● TASK REQUIREMENTS
Copy out every line in the rows below, the pin lines included, and add -70 to each x and y coordinate in the point answers. Leave the pictures out.

Point annotation rows:
▬▬▬▬▬▬▬▬▬▬
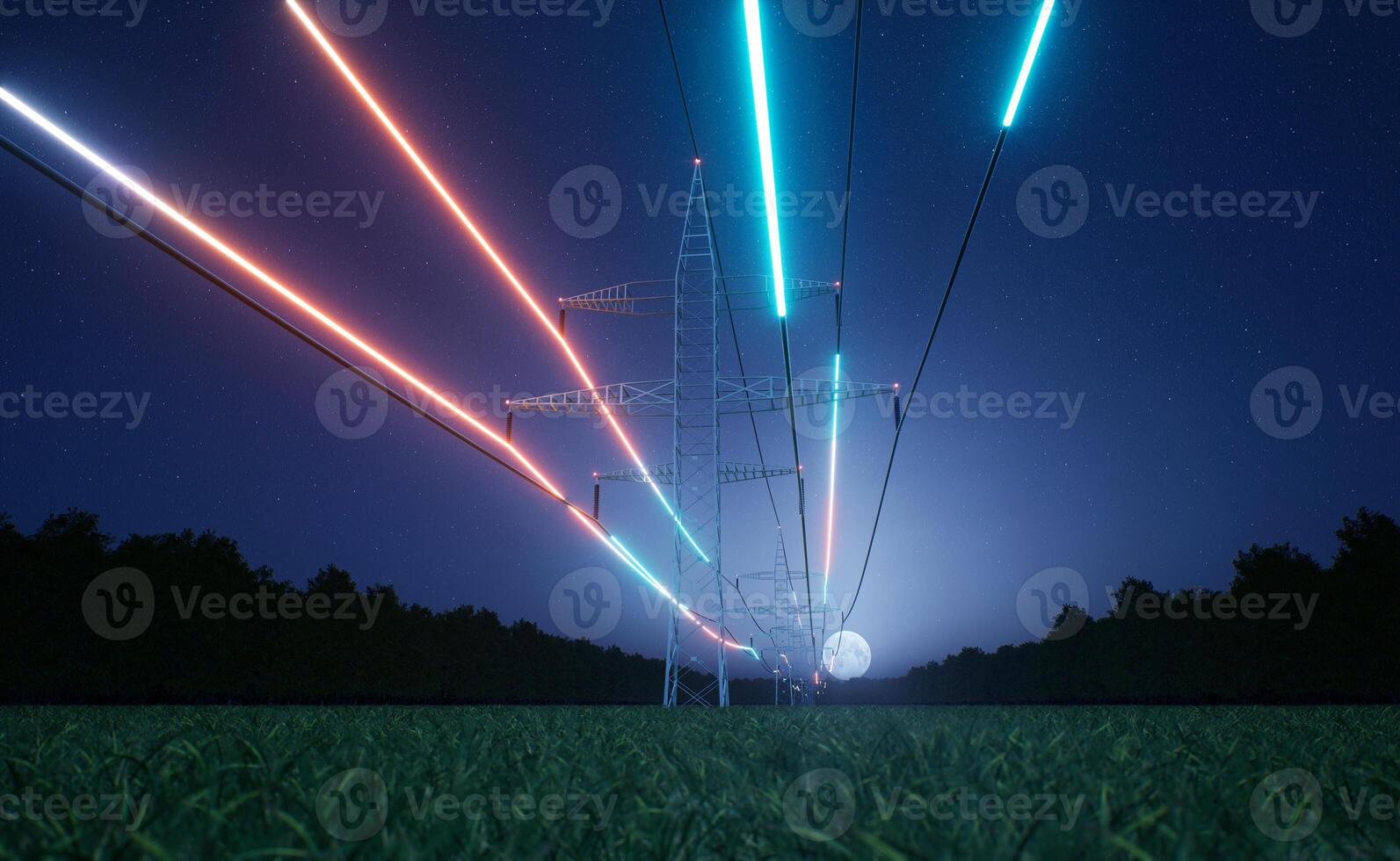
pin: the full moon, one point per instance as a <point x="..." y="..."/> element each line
<point x="852" y="658"/>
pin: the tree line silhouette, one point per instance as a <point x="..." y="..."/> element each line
<point x="1333" y="640"/>
<point x="1286" y="630"/>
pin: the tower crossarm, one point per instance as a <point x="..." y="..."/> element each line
<point x="729" y="472"/>
<point x="736" y="395"/>
<point x="656" y="297"/>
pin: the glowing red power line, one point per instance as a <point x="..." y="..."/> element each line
<point x="330" y="322"/>
<point x="486" y="247"/>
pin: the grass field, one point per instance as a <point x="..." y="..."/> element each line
<point x="642" y="783"/>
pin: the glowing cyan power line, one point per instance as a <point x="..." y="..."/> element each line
<point x="953" y="280"/>
<point x="1029" y="63"/>
<point x="753" y="27"/>
<point x="490" y="252"/>
<point x="325" y="320"/>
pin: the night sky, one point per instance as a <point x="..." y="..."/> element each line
<point x="1162" y="323"/>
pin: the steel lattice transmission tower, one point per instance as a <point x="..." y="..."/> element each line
<point x="694" y="398"/>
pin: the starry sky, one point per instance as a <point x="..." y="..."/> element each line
<point x="1158" y="328"/>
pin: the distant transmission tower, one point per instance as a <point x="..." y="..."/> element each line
<point x="694" y="399"/>
<point x="793" y="655"/>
▬▬▬▬▬▬▬▬▬▬
● RESULT OF THIS EXERCISE
pin: the full moon, one point per instance as a <point x="..." y="..."/> element each line
<point x="782" y="588"/>
pin: the tree line silhouette, one point per instance as a <point x="..." y="..."/> element each line
<point x="1263" y="570"/>
<point x="1216" y="560"/>
pin: the tower crossarm, one point per instance as a <point x="..." y="..."/> element each line
<point x="659" y="402"/>
<point x="666" y="325"/>
<point x="586" y="227"/>
pin: the glowing red power line, one point per instance as a <point x="..." y="..."/> element each line
<point x="260" y="252"/>
<point x="416" y="177"/>
pin: the grass field, one point per instance as a <point x="..." y="..."/> element each line
<point x="572" y="713"/>
pin: the glowing cyan power line, one point per instance as a <point x="..." y="..."/> element each line
<point x="883" y="210"/>
<point x="959" y="-7"/>
<point x="683" y="-43"/>
<point x="420" y="182"/>
<point x="255" y="250"/>
pin: the night sky, one point per instance as a <point x="..." y="..."/> element each line
<point x="1092" y="253"/>
pin: the steel lattice transmission tower, one point per instance as a <point x="..." y="..."/> element each line
<point x="624" y="328"/>
pin: the starry sky, one point per instance as a <point x="..." y="..."/> element each line
<point x="1088" y="258"/>
pin: the distant transmission tower, one point per instance as a <point x="..." y="..."/> element each line
<point x="624" y="329"/>
<point x="723" y="585"/>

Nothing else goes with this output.